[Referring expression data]
▼
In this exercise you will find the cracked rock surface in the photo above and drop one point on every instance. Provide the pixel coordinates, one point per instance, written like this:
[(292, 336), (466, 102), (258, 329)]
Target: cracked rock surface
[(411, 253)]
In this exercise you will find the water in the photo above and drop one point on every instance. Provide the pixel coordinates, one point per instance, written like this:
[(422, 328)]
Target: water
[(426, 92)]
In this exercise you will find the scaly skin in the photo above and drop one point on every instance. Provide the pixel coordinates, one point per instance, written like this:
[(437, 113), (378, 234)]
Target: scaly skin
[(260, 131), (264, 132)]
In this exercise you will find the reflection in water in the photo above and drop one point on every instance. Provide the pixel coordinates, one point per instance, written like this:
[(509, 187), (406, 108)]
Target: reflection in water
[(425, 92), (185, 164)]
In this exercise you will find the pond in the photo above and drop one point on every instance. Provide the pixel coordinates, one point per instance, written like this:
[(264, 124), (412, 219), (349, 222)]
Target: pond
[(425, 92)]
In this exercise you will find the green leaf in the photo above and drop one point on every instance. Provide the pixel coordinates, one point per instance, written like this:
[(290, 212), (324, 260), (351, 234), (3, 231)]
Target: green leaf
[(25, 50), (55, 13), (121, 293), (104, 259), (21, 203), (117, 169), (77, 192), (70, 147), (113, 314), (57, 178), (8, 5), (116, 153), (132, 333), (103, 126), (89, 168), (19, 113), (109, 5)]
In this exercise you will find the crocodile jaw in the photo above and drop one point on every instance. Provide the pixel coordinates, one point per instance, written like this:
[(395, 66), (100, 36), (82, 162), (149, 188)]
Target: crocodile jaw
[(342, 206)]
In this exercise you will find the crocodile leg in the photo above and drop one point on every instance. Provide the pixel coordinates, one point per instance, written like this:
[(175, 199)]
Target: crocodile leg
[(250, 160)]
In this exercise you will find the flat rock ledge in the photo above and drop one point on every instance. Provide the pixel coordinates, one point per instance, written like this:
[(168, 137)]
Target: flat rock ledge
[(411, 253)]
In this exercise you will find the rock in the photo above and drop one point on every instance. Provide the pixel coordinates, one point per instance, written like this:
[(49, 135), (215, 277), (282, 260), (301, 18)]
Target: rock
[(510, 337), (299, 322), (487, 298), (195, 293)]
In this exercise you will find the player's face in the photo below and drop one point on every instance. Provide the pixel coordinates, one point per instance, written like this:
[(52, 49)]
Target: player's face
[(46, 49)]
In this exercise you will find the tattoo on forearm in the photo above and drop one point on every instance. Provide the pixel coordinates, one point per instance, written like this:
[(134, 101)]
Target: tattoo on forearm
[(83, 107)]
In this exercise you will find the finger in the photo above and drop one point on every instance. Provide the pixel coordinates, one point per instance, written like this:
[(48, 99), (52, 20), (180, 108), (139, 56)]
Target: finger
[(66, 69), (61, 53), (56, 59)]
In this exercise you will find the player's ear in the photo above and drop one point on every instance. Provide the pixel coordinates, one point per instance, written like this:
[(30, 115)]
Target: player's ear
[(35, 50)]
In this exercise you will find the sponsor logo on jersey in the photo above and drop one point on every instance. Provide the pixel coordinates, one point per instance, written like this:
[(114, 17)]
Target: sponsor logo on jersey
▲
_The task_
Would you state how many lines of the data above hold the string "logo"? Reply with the number alone.

_Result below_
2